Extracted material:
# # #

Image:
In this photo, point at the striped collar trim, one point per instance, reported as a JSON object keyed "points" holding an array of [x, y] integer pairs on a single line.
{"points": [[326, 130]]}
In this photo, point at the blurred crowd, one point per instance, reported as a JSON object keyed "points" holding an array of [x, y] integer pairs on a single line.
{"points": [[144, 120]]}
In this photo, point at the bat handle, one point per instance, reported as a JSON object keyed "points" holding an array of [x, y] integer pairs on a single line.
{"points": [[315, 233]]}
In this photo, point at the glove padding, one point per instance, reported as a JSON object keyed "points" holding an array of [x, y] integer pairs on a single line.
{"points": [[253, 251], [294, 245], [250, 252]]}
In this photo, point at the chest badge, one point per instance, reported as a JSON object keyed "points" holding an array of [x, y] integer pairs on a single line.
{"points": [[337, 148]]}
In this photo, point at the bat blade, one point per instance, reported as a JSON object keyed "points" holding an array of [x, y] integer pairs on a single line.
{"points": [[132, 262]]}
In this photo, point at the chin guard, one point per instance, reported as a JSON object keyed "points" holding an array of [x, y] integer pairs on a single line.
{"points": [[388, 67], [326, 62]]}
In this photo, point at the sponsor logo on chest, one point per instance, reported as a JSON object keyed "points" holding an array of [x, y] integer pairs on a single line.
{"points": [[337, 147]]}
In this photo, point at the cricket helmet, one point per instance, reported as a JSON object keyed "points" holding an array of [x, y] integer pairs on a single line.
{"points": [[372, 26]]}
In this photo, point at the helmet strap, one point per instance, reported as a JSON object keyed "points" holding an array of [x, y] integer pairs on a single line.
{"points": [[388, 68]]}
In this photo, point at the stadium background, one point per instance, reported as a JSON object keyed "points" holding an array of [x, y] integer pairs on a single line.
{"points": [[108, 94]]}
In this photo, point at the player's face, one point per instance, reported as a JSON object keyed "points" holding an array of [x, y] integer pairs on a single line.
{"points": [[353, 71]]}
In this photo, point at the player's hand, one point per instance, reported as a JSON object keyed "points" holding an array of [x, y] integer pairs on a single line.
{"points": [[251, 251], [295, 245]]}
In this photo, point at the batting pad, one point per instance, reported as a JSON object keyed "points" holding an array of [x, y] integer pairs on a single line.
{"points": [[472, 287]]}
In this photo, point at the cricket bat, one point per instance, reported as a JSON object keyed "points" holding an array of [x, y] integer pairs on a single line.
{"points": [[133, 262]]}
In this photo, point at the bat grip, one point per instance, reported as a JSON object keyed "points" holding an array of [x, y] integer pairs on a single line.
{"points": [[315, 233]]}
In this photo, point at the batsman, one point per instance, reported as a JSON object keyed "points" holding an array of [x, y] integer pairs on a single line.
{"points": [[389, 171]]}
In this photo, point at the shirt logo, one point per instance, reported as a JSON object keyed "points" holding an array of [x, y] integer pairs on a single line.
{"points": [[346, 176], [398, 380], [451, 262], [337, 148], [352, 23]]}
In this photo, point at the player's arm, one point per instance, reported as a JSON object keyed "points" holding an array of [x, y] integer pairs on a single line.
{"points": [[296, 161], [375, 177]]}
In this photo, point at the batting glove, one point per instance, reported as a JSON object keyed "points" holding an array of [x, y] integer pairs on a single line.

# # #

Task to complete: Each line in the data is to be written out precisely.

Result of the exercise:
Image:
In this photo, point at the striped collar trim, one point per instance, reported as a JSON object keyed "points" holding an array of [x, y] integer pairs on a single line.
{"points": [[326, 130]]}
In this photo, point at the blurred crowd, one point per instance, reported as a JSON object keyed "points" holding an array of [x, y] integer pairs on a single line.
{"points": [[144, 120]]}
In this photo, point at the bat handle, one point per instance, reported as a JSON object keyed "points" holding an array of [x, y] integer pairs on a single line.
{"points": [[315, 233]]}
In this photo, point at the glove padding, one point per instance, reported as a JSON object keyed "points" holding an array of [x, y] integer pairs on a single line.
{"points": [[253, 251], [294, 245], [250, 252]]}
In this photo, point at the chest badge, one point per instance, reported as a JSON object keyed "points" holding an array of [x, y] integer pairs on a single line.
{"points": [[337, 148]]}
In this photo, point at the bat blade, one point per instance, reported as a JSON object keyed "points" holding an array of [x, y] integer pairs on a single line.
{"points": [[132, 262]]}
In this photo, point at the chin guard, one point per instance, reported as a JSON object keyed "points" holding an array of [x, y] integer pairs on a single line.
{"points": [[388, 67], [326, 62]]}
In this photo, point at the sponsor logo on chest, one point per instance, reported as a JSON object keyed "points" holding an array of [x, y] integer pairs on a single line.
{"points": [[337, 147]]}
In this photo, point at the cricket helmet, one point per instance, reported as a JSON object keyed "points" holding an array of [x, y] integer pairs on a single line.
{"points": [[372, 26]]}
In this photo, point at the helmet strap, one point per instance, reported as a JSON object keyed "points" holding an array of [x, y] integer pairs on a single line.
{"points": [[388, 68]]}
In this photo, point at the stadium background, one point per instance, reported as a JSON object keyed "points" holding an array of [x, y] integer pairs on a single line.
{"points": [[108, 94]]}
In this photo, point at the player's face, one point per instance, reported as a JSON object keyed "points" holding an array of [x, y] integer pairs on a single line.
{"points": [[353, 71]]}
In this photo, point at the player's hand, one point per instance, reported as a JSON object keyed "points" holding an array of [x, y] integer pairs on a single line.
{"points": [[251, 251], [295, 245]]}
In this photo, point at the batting pad, one point per instance, reported as a JSON object keyed "points" holding an array of [x, y] integer pairs on a single line.
{"points": [[472, 287]]}
In this photo, point at the cricket bat, one point per instance, reported as a JSON object keyed "points" holding an array of [x, y] integer pairs on a single line.
{"points": [[133, 262]]}
In this photo, point at the bat grip, one point per instance, reported as a JSON object keyed "points" holding an array of [x, y] integer pairs on a single line.
{"points": [[315, 233]]}
In this photo, point at the batsman, one point per instance, reported as a JSON object keyed "points" holding an array of [x, y] integer pairs on a single line.
{"points": [[389, 171]]}
In this photo, point at the shirt logo, one point per instance, reported as a JSON object keyed "points" holding an array of [x, y] integer pairs on a single line.
{"points": [[346, 176], [398, 380], [451, 262], [337, 148], [352, 23]]}
In this photo, point at the player's arm, one point per instance, reported as a JSON object keyed "points" holding an array of [x, y] integer pairs on a single line.
{"points": [[296, 161], [375, 177]]}
In this photo, point at the batting glove, one point per instance, reported as a JSON object keyed "points" holding an array of [x, y] integer pairs on a single line.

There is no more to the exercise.